(SET EXERCISE): Collect every line in the entries below that contains the string "croquette", and copy each one. Case counts.

------------------------------------------------

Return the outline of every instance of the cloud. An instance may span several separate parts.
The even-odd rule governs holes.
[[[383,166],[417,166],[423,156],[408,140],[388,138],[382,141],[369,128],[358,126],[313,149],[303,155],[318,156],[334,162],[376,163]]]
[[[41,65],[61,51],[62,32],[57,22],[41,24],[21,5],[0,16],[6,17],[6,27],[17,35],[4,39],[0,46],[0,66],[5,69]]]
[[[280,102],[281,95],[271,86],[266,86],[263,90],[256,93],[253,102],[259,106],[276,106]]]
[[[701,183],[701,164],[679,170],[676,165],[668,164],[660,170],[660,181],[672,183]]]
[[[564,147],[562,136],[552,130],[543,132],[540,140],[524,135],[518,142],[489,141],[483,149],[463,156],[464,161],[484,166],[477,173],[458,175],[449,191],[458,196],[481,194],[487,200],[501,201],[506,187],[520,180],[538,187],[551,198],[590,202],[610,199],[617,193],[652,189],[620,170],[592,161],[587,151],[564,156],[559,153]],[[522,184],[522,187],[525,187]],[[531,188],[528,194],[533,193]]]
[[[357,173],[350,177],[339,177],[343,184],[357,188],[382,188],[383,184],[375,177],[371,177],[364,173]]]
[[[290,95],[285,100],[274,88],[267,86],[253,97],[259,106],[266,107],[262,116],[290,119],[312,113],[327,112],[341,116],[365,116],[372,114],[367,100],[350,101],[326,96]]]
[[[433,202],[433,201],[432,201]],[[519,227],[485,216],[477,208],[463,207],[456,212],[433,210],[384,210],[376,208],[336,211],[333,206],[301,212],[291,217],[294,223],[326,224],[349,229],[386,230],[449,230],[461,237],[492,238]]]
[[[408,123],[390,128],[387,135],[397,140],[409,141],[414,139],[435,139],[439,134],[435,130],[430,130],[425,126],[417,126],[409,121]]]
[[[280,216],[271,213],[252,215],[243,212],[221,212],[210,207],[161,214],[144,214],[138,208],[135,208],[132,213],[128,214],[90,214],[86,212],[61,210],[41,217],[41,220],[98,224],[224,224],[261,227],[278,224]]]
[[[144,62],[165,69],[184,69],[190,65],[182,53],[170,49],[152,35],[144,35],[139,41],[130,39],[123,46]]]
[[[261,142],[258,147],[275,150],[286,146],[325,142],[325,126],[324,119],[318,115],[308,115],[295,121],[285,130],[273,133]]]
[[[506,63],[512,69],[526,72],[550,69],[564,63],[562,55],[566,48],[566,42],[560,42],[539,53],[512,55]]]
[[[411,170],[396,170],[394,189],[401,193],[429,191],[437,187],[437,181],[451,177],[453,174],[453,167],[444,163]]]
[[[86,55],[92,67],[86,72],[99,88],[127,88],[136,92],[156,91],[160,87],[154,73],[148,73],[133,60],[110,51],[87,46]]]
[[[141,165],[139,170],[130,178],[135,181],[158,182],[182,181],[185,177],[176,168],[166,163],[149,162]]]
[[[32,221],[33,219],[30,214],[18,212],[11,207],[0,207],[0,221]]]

------------------------------------------------

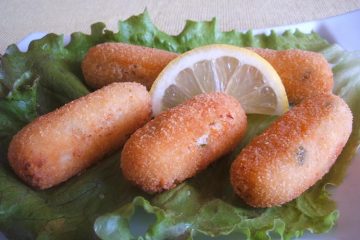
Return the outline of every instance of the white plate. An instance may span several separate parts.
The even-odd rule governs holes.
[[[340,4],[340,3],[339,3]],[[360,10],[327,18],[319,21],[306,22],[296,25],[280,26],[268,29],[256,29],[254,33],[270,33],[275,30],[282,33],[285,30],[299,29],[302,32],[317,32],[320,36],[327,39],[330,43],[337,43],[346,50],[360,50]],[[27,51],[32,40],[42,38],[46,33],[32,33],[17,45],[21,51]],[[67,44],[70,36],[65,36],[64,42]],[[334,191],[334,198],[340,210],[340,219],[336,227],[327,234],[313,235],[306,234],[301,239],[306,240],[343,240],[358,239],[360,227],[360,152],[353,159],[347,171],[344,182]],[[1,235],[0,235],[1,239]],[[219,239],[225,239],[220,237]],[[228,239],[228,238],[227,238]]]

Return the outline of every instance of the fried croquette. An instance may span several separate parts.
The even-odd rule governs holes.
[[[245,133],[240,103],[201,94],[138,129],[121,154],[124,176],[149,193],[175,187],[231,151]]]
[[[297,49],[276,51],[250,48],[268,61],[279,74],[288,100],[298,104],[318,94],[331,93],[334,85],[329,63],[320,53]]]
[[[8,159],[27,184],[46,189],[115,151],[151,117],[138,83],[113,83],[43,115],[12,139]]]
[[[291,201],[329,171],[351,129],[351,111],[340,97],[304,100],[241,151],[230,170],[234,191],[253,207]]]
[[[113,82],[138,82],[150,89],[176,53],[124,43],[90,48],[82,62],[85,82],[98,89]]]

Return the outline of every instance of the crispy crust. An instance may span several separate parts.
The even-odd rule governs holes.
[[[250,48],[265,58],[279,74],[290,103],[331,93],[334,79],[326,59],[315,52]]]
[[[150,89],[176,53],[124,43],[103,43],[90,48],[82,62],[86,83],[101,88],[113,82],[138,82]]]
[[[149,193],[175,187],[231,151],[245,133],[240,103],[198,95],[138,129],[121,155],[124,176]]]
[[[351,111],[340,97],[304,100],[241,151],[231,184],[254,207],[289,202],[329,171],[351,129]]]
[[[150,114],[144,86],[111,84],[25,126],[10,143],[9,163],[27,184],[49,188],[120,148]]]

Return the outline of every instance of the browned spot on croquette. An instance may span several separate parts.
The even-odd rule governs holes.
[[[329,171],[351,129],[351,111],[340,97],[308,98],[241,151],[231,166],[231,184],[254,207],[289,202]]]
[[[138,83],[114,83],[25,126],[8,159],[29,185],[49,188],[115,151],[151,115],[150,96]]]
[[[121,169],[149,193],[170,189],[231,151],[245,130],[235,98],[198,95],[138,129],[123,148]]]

------------------------------------------------

(FINAL RESULT):
Return the outline of every instance of the fried croquette. An instance may span several separate parts.
Return the outline of every instance of the browned spot on croquette. An instance may span several separate parts.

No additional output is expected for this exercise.